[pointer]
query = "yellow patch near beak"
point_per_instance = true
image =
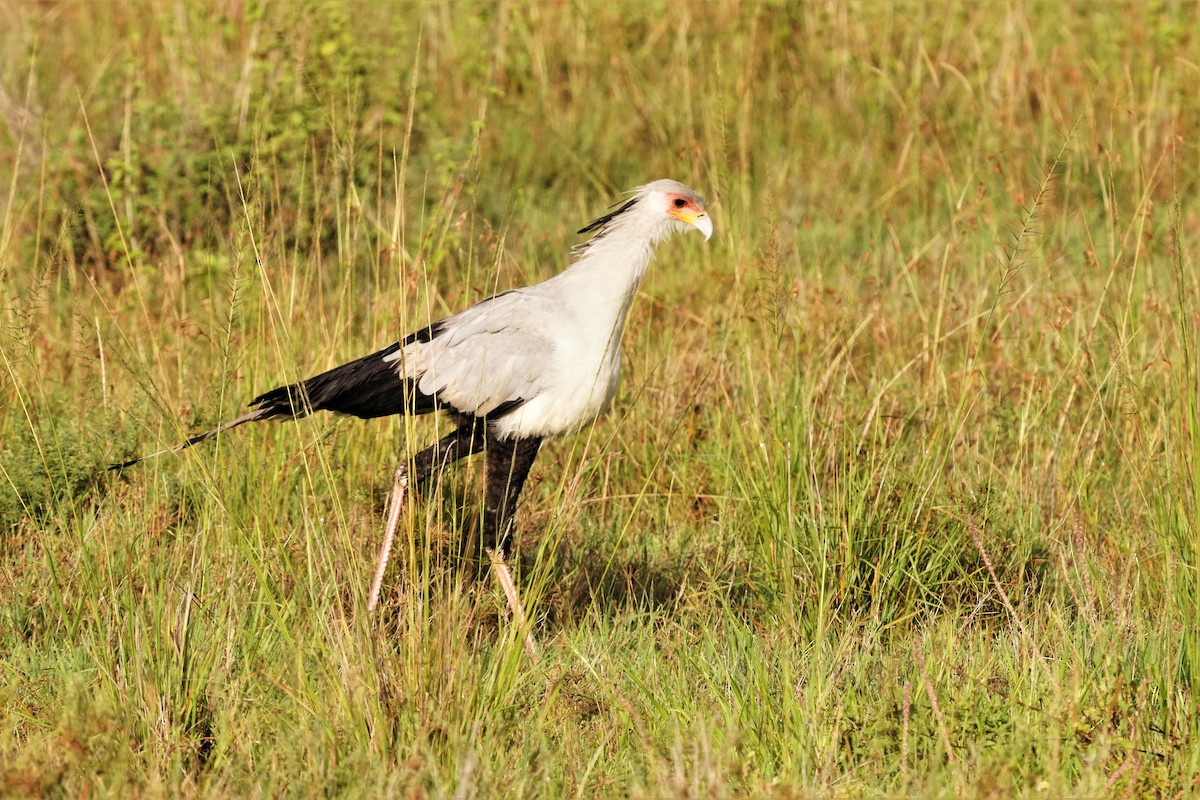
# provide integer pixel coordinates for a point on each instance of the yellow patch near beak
(700, 221)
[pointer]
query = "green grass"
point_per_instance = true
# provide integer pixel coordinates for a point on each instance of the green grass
(900, 494)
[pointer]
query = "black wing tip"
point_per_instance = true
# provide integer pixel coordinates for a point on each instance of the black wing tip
(124, 464)
(603, 222)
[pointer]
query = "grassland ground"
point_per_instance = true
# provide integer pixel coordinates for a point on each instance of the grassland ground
(899, 495)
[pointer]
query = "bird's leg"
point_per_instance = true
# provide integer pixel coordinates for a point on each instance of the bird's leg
(508, 465)
(465, 440)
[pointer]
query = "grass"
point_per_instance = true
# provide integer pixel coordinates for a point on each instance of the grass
(899, 497)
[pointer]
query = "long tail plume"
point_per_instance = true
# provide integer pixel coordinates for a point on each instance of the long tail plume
(366, 388)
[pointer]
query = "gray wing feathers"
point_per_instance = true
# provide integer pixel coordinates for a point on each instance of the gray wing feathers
(491, 354)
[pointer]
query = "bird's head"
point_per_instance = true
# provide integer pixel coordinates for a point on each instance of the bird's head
(657, 210)
(678, 203)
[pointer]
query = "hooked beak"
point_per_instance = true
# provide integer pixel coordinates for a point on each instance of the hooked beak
(700, 221)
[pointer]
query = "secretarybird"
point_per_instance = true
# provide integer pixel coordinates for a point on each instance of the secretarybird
(513, 370)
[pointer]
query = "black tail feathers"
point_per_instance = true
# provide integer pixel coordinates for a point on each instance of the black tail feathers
(366, 388)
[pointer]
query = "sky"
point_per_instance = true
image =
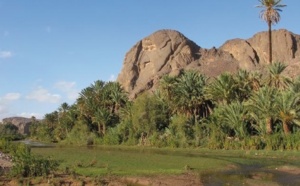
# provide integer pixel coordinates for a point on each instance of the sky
(52, 49)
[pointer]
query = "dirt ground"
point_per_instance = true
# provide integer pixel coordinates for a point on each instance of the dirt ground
(187, 179)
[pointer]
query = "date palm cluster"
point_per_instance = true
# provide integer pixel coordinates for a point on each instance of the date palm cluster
(185, 110)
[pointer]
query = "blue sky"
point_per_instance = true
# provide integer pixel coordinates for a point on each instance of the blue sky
(51, 49)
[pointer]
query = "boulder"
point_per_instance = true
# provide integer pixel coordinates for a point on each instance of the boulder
(169, 52)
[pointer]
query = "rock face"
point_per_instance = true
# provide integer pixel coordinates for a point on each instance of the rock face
(169, 52)
(23, 124)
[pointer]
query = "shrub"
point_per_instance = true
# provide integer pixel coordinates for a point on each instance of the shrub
(27, 165)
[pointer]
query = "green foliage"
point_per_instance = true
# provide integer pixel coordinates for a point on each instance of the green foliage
(246, 110)
(10, 132)
(28, 165)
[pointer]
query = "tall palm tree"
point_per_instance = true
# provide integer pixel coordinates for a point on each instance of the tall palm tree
(275, 77)
(262, 106)
(231, 119)
(189, 94)
(270, 14)
(101, 117)
(288, 109)
(222, 90)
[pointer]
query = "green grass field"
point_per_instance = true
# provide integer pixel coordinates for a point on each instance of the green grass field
(126, 161)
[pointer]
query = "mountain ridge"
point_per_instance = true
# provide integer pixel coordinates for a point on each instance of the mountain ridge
(169, 52)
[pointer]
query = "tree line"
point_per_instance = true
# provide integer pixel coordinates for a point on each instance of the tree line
(249, 110)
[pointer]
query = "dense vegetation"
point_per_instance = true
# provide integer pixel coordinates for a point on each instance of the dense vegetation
(246, 110)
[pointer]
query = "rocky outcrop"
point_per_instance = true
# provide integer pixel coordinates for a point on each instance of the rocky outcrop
(169, 52)
(22, 123)
(164, 52)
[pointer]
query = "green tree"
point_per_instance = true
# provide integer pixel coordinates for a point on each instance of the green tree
(270, 14)
(275, 77)
(102, 117)
(288, 109)
(262, 107)
(232, 119)
(222, 90)
(189, 94)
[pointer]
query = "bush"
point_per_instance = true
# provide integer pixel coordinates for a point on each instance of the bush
(27, 165)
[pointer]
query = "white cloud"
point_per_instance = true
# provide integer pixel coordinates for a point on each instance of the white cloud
(29, 115)
(5, 54)
(11, 96)
(69, 88)
(6, 33)
(112, 78)
(48, 29)
(43, 95)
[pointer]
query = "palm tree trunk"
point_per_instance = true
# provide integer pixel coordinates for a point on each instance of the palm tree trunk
(269, 125)
(99, 128)
(286, 128)
(270, 42)
(104, 128)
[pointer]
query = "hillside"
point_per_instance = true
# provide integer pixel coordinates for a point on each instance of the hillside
(169, 52)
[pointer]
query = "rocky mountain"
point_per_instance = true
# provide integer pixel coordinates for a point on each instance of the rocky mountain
(22, 123)
(169, 52)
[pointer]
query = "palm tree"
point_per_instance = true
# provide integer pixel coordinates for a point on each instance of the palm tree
(222, 90)
(232, 119)
(189, 94)
(275, 78)
(101, 117)
(288, 109)
(261, 106)
(270, 14)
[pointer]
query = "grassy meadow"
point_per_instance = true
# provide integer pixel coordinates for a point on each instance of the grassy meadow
(139, 161)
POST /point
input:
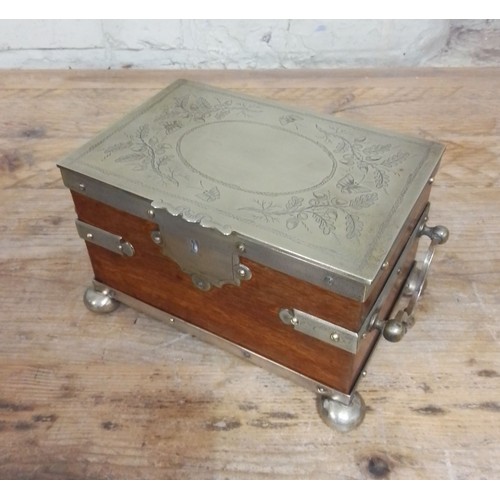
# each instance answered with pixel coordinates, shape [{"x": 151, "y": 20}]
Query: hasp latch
[{"x": 208, "y": 256}]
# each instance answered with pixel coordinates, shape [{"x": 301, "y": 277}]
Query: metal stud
[{"x": 156, "y": 237}]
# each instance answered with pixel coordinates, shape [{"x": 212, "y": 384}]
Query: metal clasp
[{"x": 208, "y": 256}]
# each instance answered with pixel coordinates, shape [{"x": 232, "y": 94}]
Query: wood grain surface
[{"x": 124, "y": 396}]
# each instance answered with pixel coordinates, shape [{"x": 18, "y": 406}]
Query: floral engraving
[
  {"x": 325, "y": 210},
  {"x": 199, "y": 109},
  {"x": 209, "y": 195},
  {"x": 146, "y": 152},
  {"x": 377, "y": 159}
]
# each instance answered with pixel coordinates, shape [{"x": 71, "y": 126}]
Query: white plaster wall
[{"x": 247, "y": 44}]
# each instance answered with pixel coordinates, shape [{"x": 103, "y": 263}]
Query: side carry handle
[{"x": 394, "y": 329}]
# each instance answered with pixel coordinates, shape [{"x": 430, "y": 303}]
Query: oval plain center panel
[{"x": 256, "y": 158}]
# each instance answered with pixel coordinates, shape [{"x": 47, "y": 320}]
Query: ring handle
[{"x": 395, "y": 329}]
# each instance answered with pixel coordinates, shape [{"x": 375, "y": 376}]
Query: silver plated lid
[{"x": 321, "y": 190}]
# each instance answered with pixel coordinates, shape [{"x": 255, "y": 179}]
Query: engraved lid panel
[{"x": 321, "y": 189}]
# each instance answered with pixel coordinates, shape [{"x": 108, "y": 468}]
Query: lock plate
[{"x": 208, "y": 256}]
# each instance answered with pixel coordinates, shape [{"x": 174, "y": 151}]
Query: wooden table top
[{"x": 123, "y": 396}]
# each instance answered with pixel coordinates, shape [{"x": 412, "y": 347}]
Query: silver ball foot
[
  {"x": 99, "y": 302},
  {"x": 340, "y": 416}
]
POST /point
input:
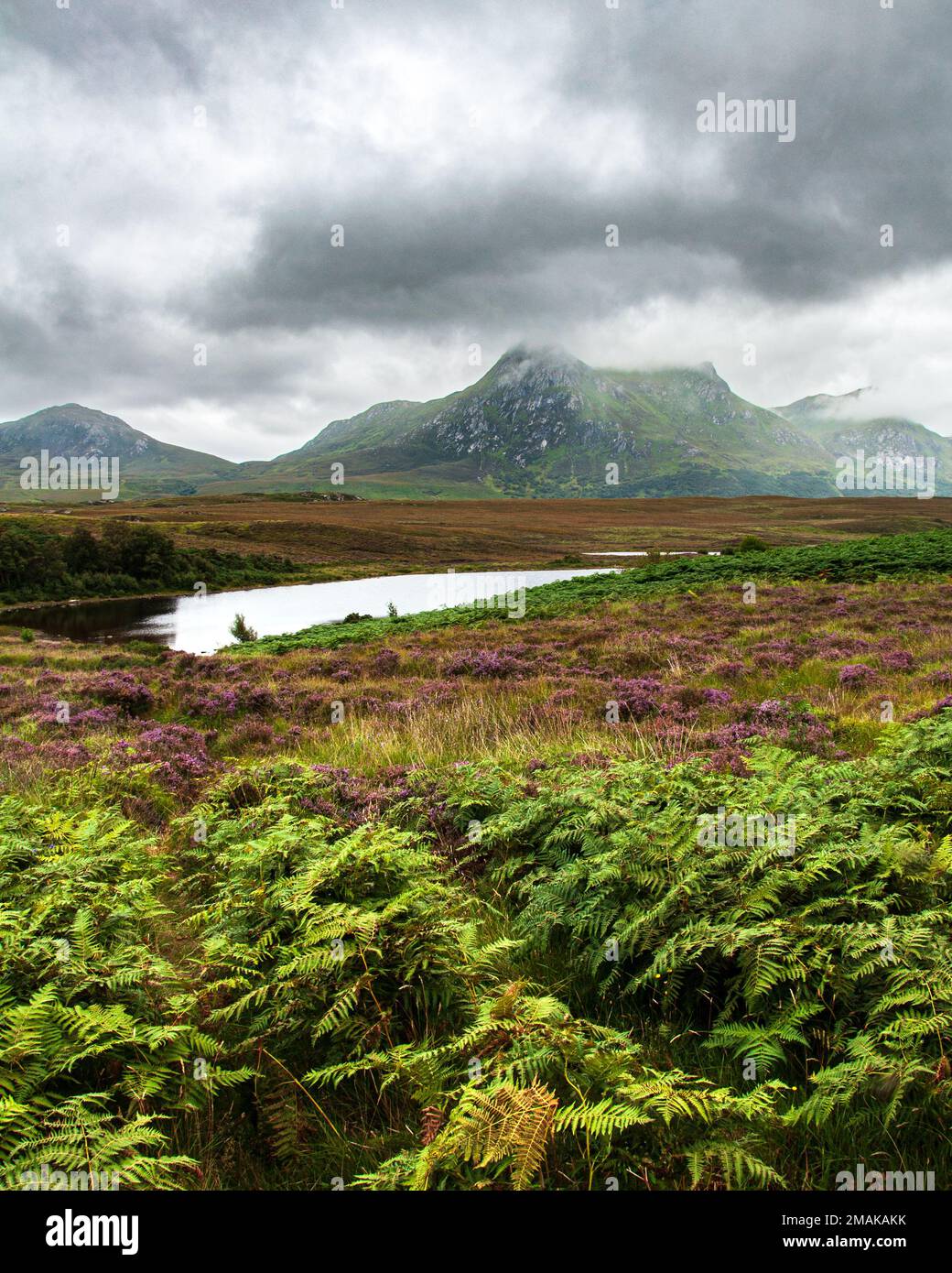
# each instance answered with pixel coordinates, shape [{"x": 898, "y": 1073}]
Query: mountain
[
  {"x": 847, "y": 423},
  {"x": 146, "y": 466},
  {"x": 538, "y": 423},
  {"x": 544, "y": 423}
]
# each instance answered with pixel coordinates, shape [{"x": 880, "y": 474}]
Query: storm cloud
[{"x": 181, "y": 173}]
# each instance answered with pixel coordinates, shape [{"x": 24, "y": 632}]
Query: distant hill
[
  {"x": 540, "y": 423},
  {"x": 844, "y": 424},
  {"x": 146, "y": 465}
]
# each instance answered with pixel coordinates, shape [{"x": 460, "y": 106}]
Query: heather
[{"x": 432, "y": 909}]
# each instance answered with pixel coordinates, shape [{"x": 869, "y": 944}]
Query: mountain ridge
[{"x": 537, "y": 423}]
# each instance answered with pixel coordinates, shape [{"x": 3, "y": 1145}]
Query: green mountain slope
[
  {"x": 144, "y": 463},
  {"x": 844, "y": 424},
  {"x": 538, "y": 423},
  {"x": 542, "y": 423}
]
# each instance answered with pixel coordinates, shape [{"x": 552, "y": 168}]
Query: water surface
[{"x": 200, "y": 624}]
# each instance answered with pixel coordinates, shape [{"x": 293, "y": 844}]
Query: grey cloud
[{"x": 586, "y": 116}]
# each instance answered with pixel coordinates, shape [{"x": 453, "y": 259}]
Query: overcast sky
[{"x": 199, "y": 152}]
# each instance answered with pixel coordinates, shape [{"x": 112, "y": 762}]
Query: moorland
[{"x": 432, "y": 901}]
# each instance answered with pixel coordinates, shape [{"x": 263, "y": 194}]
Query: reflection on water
[{"x": 200, "y": 624}]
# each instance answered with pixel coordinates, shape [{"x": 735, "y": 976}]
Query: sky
[{"x": 178, "y": 176}]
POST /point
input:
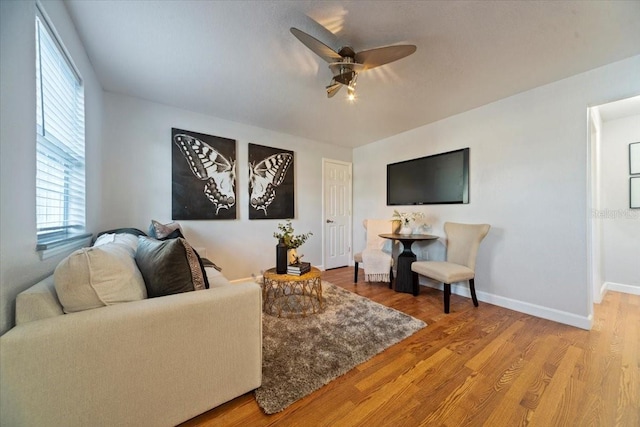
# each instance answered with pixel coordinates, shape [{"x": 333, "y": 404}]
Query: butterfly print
[
  {"x": 218, "y": 172},
  {"x": 264, "y": 177}
]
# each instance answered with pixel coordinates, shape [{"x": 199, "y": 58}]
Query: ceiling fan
[{"x": 345, "y": 64}]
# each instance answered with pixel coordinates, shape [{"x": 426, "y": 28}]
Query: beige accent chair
[
  {"x": 463, "y": 241},
  {"x": 357, "y": 258}
]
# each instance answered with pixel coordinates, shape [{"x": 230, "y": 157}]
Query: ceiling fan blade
[
  {"x": 383, "y": 55},
  {"x": 333, "y": 88},
  {"x": 316, "y": 46}
]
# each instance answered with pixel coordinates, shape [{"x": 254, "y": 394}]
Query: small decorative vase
[
  {"x": 292, "y": 255},
  {"x": 281, "y": 257},
  {"x": 405, "y": 229}
]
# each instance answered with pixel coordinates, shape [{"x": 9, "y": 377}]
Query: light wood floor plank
[{"x": 484, "y": 366}]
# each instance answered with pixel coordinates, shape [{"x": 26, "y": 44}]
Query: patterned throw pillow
[{"x": 169, "y": 267}]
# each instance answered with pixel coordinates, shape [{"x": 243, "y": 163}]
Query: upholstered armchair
[
  {"x": 374, "y": 254},
  {"x": 463, "y": 241}
]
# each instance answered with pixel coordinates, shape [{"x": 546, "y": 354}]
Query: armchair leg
[
  {"x": 355, "y": 274},
  {"x": 472, "y": 287},
  {"x": 447, "y": 297}
]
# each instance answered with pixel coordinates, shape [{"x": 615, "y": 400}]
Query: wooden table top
[{"x": 397, "y": 236}]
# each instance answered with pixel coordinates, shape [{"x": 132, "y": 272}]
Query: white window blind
[{"x": 60, "y": 173}]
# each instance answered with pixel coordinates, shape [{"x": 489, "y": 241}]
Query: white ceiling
[{"x": 238, "y": 61}]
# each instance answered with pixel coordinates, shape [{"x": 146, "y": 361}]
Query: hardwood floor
[{"x": 475, "y": 366}]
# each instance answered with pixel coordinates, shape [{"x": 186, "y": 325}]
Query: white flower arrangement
[{"x": 407, "y": 218}]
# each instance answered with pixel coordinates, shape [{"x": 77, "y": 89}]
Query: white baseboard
[
  {"x": 583, "y": 322},
  {"x": 619, "y": 287}
]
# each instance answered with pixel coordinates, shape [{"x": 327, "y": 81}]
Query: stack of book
[{"x": 299, "y": 268}]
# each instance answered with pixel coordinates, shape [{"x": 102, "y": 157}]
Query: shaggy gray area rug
[{"x": 301, "y": 355}]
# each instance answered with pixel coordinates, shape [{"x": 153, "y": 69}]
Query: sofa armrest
[{"x": 154, "y": 362}]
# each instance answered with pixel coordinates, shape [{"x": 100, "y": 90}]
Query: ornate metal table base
[{"x": 286, "y": 295}]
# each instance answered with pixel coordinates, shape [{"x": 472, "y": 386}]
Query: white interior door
[{"x": 336, "y": 213}]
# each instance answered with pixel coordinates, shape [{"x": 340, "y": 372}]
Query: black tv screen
[{"x": 438, "y": 179}]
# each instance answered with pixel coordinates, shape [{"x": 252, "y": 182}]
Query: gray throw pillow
[{"x": 168, "y": 267}]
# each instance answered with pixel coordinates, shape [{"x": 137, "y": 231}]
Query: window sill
[{"x": 66, "y": 246}]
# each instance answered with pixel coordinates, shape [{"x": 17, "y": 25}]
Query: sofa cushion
[
  {"x": 38, "y": 302},
  {"x": 98, "y": 276},
  {"x": 165, "y": 231},
  {"x": 169, "y": 267},
  {"x": 215, "y": 278},
  {"x": 129, "y": 241}
]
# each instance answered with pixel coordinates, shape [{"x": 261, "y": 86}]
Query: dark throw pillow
[{"x": 169, "y": 267}]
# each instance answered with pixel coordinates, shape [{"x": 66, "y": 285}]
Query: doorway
[{"x": 336, "y": 213}]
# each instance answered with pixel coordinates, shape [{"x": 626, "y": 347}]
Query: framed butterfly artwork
[
  {"x": 271, "y": 183},
  {"x": 203, "y": 176}
]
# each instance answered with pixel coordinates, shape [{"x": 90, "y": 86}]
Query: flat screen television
[{"x": 438, "y": 179}]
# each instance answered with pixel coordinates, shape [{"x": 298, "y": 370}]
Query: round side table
[{"x": 287, "y": 295}]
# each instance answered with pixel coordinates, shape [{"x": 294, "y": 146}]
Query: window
[{"x": 60, "y": 168}]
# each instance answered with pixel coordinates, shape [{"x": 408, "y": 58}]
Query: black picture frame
[
  {"x": 203, "y": 177},
  {"x": 271, "y": 183},
  {"x": 634, "y": 192},
  {"x": 634, "y": 158}
]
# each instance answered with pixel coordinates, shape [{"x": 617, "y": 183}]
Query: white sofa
[{"x": 154, "y": 362}]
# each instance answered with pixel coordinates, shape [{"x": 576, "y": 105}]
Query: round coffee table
[{"x": 287, "y": 295}]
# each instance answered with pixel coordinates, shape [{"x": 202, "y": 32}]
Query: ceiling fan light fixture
[
  {"x": 351, "y": 88},
  {"x": 347, "y": 63},
  {"x": 351, "y": 94}
]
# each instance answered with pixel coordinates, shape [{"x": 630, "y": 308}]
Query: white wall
[
  {"x": 528, "y": 172},
  {"x": 137, "y": 182},
  {"x": 20, "y": 265},
  {"x": 620, "y": 225}
]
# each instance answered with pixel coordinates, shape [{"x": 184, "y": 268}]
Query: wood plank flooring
[{"x": 485, "y": 366}]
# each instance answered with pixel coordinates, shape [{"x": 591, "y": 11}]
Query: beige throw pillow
[{"x": 98, "y": 276}]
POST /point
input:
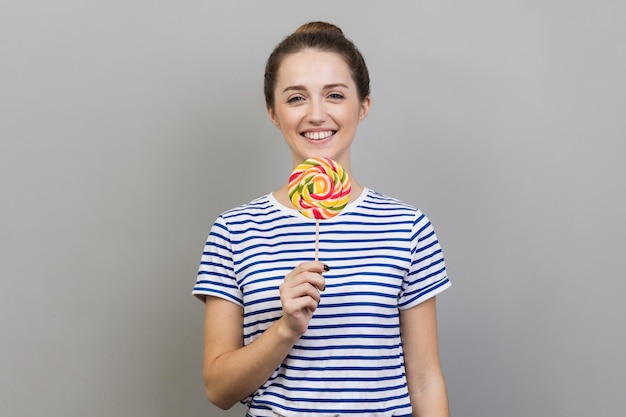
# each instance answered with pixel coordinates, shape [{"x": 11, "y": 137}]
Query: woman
[{"x": 354, "y": 333}]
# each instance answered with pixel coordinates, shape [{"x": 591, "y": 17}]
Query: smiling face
[{"x": 317, "y": 106}]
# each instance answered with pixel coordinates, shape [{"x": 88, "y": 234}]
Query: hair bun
[{"x": 319, "y": 27}]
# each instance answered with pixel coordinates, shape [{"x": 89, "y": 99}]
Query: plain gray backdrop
[{"x": 128, "y": 126}]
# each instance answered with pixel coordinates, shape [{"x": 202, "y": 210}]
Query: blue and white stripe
[{"x": 384, "y": 256}]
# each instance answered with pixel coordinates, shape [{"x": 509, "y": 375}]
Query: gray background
[{"x": 128, "y": 126}]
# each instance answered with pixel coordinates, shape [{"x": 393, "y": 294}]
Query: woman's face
[{"x": 317, "y": 106}]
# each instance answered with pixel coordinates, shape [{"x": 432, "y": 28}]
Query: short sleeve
[
  {"x": 427, "y": 274},
  {"x": 216, "y": 274}
]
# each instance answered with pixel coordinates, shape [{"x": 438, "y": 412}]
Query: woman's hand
[{"x": 300, "y": 296}]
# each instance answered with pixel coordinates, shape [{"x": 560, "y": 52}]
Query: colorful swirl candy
[{"x": 319, "y": 188}]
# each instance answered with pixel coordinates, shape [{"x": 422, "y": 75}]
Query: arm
[
  {"x": 427, "y": 387},
  {"x": 233, "y": 371}
]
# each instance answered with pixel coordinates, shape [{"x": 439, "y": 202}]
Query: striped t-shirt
[{"x": 384, "y": 256}]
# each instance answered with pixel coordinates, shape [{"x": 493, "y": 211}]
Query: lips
[{"x": 318, "y": 135}]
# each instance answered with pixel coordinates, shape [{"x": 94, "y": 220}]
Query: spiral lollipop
[{"x": 319, "y": 188}]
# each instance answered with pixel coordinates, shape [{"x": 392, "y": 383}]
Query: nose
[{"x": 317, "y": 111}]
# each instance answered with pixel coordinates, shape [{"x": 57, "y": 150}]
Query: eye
[{"x": 295, "y": 99}]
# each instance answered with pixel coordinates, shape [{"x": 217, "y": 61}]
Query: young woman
[{"x": 354, "y": 333}]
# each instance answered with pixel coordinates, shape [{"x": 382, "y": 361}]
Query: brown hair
[{"x": 324, "y": 37}]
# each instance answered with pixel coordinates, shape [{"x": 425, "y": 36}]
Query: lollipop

SET EXERCISE >> Please return every line of the data above that contains the word "wall".

REPLY TO THE TASK >>
Query: white plaster wall
Query: white wall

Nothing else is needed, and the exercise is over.